- **Task objective**:
Locate the line containing "point like [186,268]." in the data below. Reproduce it and every following line up to the end, exactly as given.
───── Material to process ─────
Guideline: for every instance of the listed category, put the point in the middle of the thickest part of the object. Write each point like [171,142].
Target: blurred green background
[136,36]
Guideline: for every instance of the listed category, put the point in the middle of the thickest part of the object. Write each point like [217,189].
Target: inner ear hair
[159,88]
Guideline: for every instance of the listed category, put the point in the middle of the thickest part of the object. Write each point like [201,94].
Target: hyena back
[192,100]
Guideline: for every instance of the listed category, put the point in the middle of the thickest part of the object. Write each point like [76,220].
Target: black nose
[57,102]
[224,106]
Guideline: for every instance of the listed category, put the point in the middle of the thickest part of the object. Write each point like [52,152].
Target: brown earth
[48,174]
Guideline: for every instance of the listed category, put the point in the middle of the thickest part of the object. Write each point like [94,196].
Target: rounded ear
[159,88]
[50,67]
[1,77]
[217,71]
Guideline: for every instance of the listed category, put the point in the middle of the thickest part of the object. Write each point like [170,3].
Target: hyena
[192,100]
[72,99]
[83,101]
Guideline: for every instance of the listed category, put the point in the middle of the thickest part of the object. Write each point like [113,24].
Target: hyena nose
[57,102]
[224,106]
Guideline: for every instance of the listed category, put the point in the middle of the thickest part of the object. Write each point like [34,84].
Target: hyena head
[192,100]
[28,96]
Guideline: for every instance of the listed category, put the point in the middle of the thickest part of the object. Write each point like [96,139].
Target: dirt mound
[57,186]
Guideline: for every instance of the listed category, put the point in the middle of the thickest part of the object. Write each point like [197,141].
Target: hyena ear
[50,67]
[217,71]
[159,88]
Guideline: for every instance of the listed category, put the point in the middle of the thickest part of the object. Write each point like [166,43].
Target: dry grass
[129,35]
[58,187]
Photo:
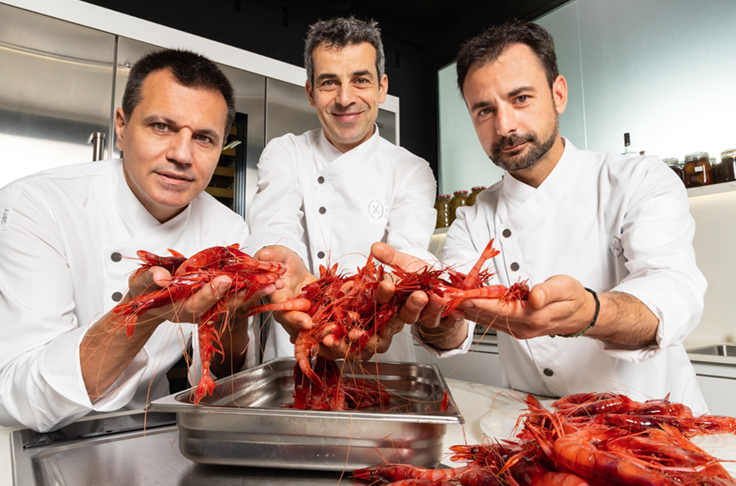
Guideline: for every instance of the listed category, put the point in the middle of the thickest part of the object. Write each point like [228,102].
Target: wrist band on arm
[595,318]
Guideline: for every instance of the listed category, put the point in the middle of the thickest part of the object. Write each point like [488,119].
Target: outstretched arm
[562,306]
[106,351]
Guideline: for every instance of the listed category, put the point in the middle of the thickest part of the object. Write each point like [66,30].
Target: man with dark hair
[66,241]
[330,193]
[604,241]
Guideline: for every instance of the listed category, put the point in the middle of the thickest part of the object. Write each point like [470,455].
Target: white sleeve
[276,213]
[458,249]
[412,217]
[41,384]
[657,242]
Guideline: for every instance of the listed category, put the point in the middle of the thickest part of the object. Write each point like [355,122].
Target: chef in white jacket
[330,193]
[604,241]
[68,242]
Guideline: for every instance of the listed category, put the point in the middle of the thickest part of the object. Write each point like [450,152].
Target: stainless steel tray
[244,422]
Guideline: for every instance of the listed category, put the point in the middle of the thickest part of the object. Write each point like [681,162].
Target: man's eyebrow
[324,76]
[480,104]
[520,90]
[364,72]
[213,134]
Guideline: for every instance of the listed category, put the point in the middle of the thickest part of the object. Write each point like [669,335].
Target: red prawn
[191,275]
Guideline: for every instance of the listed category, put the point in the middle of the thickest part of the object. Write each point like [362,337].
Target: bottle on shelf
[459,199]
[728,165]
[443,210]
[628,150]
[697,170]
[675,165]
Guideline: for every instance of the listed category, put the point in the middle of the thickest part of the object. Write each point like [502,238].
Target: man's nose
[345,95]
[506,122]
[180,147]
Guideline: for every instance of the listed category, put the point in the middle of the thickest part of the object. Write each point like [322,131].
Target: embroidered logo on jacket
[376,209]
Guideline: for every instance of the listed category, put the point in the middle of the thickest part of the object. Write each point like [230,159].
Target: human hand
[560,305]
[420,309]
[295,278]
[157,288]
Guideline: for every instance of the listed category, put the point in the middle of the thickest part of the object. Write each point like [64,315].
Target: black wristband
[595,318]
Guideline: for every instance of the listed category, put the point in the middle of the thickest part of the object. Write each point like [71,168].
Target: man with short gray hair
[330,193]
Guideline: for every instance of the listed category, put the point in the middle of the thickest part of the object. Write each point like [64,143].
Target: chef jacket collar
[331,153]
[133,213]
[518,192]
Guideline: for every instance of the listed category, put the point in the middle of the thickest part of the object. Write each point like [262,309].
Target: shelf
[220,192]
[224,171]
[711,189]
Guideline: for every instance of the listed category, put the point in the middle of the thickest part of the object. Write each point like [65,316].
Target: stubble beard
[509,160]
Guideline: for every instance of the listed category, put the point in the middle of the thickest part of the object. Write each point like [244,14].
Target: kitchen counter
[473,400]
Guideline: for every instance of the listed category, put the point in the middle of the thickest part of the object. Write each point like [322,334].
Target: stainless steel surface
[244,422]
[55,89]
[149,457]
[715,350]
[97,139]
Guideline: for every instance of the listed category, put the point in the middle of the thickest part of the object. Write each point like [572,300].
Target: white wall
[662,70]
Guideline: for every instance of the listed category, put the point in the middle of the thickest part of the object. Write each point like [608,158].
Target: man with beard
[604,241]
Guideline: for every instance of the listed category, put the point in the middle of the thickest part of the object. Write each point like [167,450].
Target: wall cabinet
[480,365]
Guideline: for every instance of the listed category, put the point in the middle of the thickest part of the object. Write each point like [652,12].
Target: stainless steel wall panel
[55,90]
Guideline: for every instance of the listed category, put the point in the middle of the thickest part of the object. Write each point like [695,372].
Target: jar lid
[728,153]
[696,156]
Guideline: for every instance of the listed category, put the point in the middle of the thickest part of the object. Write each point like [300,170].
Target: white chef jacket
[61,232]
[330,207]
[615,224]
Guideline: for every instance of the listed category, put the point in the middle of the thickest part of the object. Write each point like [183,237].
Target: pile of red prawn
[189,276]
[588,439]
[336,302]
[340,303]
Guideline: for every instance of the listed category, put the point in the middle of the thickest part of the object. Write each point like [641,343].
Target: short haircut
[190,69]
[486,47]
[341,32]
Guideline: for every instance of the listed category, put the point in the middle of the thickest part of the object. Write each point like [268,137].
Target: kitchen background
[658,69]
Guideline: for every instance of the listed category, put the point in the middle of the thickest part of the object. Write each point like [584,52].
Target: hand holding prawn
[560,305]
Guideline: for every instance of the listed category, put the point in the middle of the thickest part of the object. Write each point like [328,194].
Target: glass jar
[697,170]
[674,164]
[459,199]
[474,193]
[443,210]
[727,167]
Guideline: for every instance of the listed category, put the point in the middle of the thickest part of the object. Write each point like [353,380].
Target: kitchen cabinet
[480,365]
[55,90]
[717,380]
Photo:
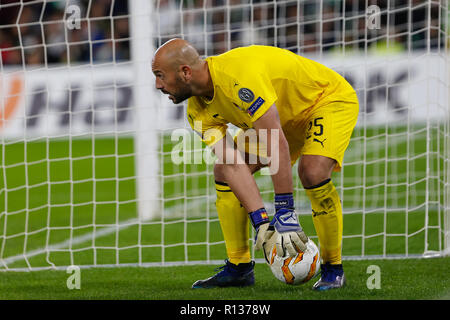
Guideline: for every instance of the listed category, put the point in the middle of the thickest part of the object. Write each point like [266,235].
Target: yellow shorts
[323,131]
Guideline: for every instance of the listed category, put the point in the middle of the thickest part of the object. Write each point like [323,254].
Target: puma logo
[318,213]
[321,142]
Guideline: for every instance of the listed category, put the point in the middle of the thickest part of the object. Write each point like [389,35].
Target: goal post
[100,169]
[147,106]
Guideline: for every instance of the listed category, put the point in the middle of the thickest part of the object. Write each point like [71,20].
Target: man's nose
[158,84]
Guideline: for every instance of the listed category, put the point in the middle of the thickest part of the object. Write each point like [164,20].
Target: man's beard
[184,92]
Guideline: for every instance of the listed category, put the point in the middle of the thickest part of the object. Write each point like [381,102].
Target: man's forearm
[243,185]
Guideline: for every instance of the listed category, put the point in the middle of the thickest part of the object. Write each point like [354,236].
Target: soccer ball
[293,270]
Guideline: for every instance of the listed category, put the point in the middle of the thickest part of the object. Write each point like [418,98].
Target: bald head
[179,70]
[175,53]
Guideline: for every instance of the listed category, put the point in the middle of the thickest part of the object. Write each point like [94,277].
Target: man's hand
[290,235]
[260,221]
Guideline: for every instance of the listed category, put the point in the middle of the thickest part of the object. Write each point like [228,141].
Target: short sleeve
[209,129]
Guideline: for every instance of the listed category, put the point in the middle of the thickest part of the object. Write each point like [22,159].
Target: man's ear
[186,73]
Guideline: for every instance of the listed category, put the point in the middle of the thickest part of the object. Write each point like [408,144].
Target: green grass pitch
[77,198]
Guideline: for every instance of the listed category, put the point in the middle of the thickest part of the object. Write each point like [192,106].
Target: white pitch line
[68,242]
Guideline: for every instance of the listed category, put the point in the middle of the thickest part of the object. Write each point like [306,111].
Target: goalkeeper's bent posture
[265,88]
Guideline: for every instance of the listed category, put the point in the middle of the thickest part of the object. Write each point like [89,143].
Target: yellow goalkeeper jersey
[249,80]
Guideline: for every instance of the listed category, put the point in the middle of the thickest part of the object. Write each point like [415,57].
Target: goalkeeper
[297,108]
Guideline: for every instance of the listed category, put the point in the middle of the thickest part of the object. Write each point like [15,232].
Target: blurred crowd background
[35,32]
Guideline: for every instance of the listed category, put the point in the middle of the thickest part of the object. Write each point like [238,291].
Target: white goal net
[97,169]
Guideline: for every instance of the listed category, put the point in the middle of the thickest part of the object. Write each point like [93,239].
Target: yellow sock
[328,221]
[235,224]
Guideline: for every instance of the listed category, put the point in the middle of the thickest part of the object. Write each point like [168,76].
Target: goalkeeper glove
[260,221]
[290,235]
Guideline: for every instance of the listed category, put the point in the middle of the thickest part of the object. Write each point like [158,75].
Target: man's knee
[220,170]
[313,170]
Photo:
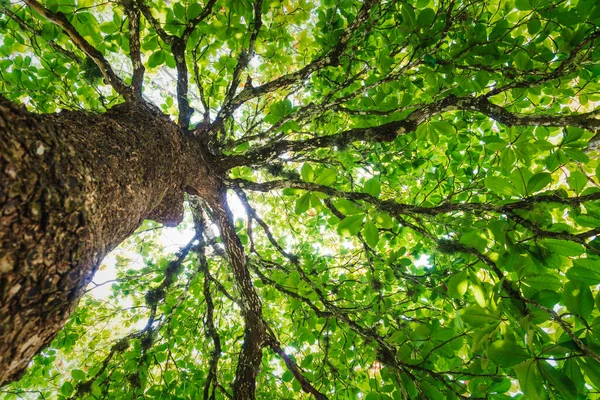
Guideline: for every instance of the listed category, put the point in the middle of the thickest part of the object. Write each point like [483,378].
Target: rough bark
[250,357]
[73,185]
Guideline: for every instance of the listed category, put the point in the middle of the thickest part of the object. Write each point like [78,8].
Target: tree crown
[418,190]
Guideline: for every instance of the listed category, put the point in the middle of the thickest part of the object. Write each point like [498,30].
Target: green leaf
[372,187]
[326,177]
[558,380]
[578,298]
[351,225]
[529,379]
[157,58]
[538,181]
[78,375]
[565,248]
[533,26]
[505,353]
[577,180]
[585,270]
[408,14]
[426,17]
[179,11]
[478,317]
[458,285]
[302,204]
[67,389]
[307,172]
[371,234]
[500,186]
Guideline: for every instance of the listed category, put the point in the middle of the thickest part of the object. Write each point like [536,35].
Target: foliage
[418,183]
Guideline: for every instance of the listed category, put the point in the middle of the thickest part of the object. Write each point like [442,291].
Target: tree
[419,189]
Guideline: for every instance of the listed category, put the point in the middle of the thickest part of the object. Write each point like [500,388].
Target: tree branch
[294,369]
[389,131]
[329,59]
[109,75]
[133,14]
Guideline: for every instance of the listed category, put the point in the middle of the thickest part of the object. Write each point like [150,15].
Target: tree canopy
[418,190]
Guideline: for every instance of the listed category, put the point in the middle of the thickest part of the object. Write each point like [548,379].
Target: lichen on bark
[73,185]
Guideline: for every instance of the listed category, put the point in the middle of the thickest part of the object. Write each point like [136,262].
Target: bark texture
[73,185]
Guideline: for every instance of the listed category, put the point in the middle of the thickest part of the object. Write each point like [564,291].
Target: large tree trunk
[73,185]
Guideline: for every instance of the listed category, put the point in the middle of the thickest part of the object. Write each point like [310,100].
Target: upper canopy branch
[330,58]
[137,81]
[178,45]
[389,131]
[61,20]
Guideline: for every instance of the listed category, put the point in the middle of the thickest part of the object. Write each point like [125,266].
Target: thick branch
[250,355]
[293,367]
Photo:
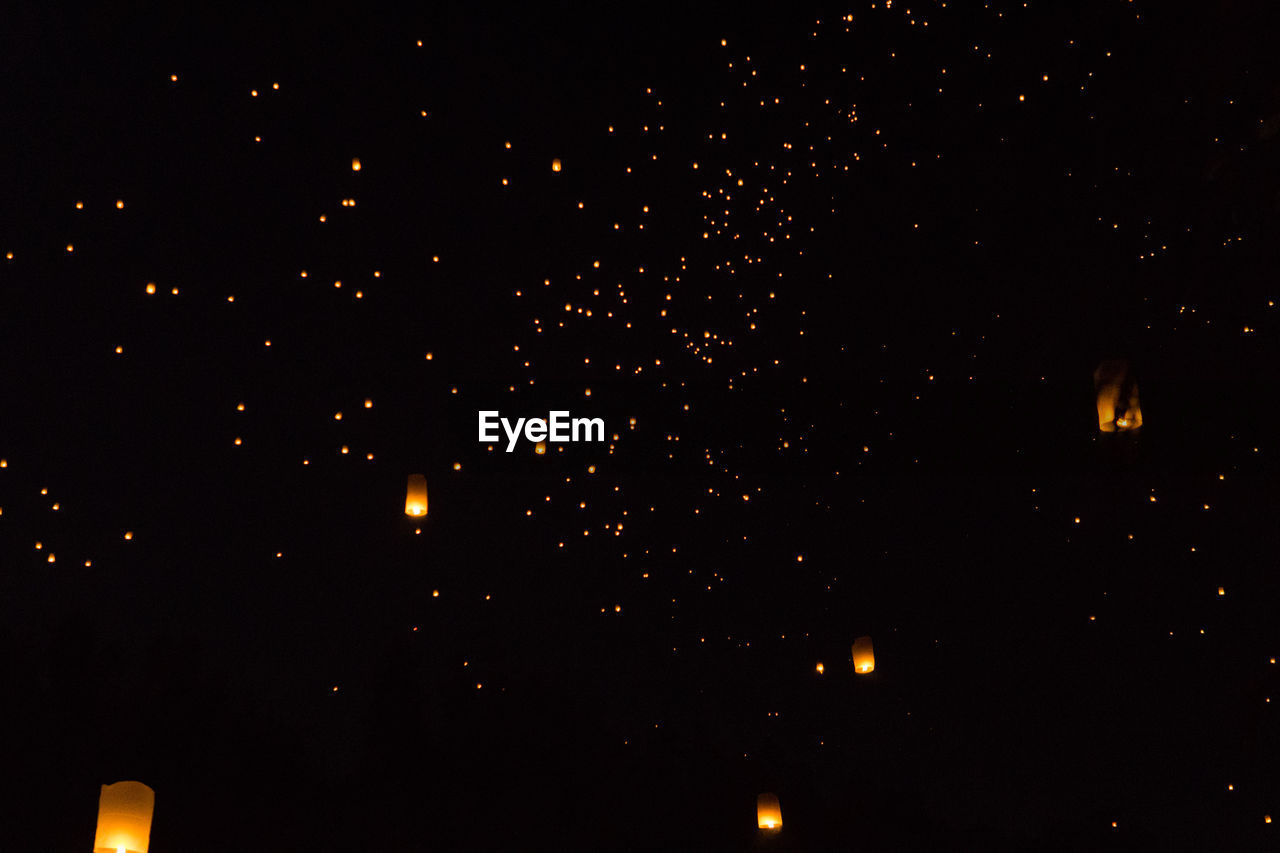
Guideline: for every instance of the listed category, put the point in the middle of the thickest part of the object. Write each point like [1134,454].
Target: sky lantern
[768,813]
[1118,397]
[415,497]
[124,817]
[864,657]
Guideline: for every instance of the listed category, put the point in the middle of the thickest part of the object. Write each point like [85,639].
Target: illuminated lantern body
[768,813]
[124,817]
[864,656]
[1118,397]
[415,498]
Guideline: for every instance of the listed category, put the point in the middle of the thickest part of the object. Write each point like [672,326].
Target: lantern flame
[1118,397]
[124,813]
[863,655]
[415,496]
[768,812]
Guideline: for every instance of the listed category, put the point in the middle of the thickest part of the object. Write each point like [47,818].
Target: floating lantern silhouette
[1118,397]
[124,813]
[415,497]
[864,656]
[768,813]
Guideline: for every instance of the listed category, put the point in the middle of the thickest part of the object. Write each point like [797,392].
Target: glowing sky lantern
[1118,397]
[864,657]
[124,817]
[415,497]
[768,813]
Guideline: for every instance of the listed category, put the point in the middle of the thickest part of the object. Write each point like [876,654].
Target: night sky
[836,281]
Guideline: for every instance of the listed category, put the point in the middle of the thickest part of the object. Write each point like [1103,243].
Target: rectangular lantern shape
[415,497]
[768,813]
[1118,397]
[864,656]
[124,813]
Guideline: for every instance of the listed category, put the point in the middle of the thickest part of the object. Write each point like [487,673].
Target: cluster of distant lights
[694,342]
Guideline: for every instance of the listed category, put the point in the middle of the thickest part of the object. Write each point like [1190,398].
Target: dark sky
[854,278]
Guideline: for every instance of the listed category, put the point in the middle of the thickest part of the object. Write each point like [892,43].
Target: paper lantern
[1118,397]
[864,657]
[415,498]
[124,817]
[768,813]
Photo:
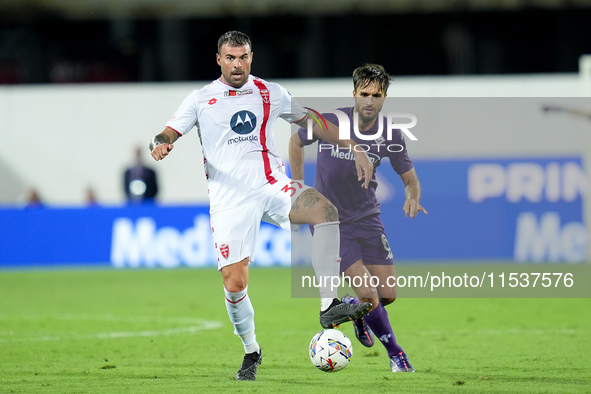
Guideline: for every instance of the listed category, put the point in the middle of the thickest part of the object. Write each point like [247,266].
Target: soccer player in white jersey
[234,116]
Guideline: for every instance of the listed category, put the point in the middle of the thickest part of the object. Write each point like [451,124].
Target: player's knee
[235,285]
[331,213]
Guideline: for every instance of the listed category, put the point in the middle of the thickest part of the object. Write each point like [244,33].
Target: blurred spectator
[34,200]
[140,183]
[90,198]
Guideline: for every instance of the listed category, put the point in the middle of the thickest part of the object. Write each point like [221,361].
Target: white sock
[325,257]
[241,315]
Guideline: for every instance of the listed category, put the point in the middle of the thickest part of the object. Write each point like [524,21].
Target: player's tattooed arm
[296,157]
[412,191]
[161,145]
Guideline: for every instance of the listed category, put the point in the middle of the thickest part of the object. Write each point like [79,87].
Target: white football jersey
[235,126]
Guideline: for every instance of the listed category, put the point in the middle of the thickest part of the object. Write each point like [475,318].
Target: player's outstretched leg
[362,330]
[400,363]
[250,365]
[339,312]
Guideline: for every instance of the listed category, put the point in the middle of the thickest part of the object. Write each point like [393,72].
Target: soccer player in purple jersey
[364,248]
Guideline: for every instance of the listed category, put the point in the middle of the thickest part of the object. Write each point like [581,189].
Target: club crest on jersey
[225,250]
[243,122]
[232,93]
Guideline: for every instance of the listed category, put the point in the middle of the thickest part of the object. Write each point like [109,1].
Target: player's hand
[161,151]
[412,207]
[364,168]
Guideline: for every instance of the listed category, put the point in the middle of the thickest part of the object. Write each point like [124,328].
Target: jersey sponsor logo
[236,140]
[232,93]
[243,122]
[225,250]
[265,95]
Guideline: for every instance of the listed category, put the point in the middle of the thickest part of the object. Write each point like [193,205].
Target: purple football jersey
[336,176]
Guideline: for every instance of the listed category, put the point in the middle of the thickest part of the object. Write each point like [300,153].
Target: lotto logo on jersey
[243,122]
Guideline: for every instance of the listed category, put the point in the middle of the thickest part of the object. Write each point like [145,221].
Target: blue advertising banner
[134,236]
[486,209]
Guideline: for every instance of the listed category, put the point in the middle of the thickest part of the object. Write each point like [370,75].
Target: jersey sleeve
[185,117]
[291,110]
[400,161]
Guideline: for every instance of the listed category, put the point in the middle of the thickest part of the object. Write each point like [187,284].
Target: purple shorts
[365,240]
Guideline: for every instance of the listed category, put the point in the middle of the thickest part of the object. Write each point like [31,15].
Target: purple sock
[379,323]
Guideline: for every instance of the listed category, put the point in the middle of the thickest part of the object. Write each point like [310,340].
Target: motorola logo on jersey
[243,122]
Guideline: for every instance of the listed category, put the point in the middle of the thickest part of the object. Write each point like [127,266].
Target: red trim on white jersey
[263,137]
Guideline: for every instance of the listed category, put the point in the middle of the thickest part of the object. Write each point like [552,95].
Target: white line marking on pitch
[192,326]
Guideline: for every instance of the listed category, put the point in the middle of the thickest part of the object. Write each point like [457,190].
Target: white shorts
[235,230]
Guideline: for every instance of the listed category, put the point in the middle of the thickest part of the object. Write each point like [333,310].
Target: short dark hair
[369,73]
[234,39]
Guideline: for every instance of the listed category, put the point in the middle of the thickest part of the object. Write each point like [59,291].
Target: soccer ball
[330,350]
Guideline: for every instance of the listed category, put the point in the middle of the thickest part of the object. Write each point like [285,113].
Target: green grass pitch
[167,331]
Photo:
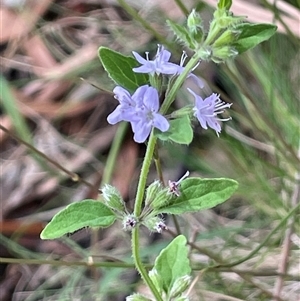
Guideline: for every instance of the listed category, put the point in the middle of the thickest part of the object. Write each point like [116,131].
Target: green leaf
[253,34]
[173,262]
[87,213]
[119,69]
[199,194]
[180,131]
[224,4]
[182,34]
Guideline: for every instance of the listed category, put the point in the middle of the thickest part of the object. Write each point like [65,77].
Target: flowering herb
[140,109]
[160,65]
[207,110]
[174,186]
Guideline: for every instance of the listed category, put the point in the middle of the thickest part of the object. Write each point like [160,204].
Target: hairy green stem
[144,174]
[113,153]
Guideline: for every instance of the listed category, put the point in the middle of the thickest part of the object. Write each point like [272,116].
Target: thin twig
[283,264]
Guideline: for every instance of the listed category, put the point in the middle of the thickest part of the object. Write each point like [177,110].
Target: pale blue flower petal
[115,116]
[151,100]
[138,95]
[142,133]
[208,109]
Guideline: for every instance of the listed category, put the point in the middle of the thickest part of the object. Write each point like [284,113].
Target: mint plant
[140,83]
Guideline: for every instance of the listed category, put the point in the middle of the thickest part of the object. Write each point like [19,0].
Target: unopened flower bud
[137,297]
[129,222]
[174,186]
[221,54]
[195,26]
[227,37]
[162,199]
[180,285]
[194,20]
[112,198]
[152,192]
[225,18]
[156,279]
[155,223]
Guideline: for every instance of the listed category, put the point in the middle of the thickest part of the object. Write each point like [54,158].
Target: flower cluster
[141,108]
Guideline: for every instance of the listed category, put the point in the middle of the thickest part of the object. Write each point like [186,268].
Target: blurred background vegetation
[245,249]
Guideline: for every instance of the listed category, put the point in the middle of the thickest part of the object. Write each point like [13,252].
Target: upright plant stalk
[144,174]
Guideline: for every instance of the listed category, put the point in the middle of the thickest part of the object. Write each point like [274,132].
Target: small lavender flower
[180,69]
[148,117]
[160,65]
[207,110]
[140,109]
[127,109]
─────
- **Task solution**:
Guideline: for every instance of the listed category, put the point in the middle of the thickest part of the object. Write each point like [186,268].
Target: blurred background vegetation
[245,249]
Guideline: for every instance of the listed category, put the point in the middle of the thickest part of the object. Write each point like [13,252].
Target: upright plant stalk
[144,174]
Guideline: for every instance of the listed category, put the point in the middle of the thickest part of the object. Write each point like [274,132].
Target: small lavender flower
[180,69]
[148,117]
[160,65]
[207,110]
[140,109]
[127,109]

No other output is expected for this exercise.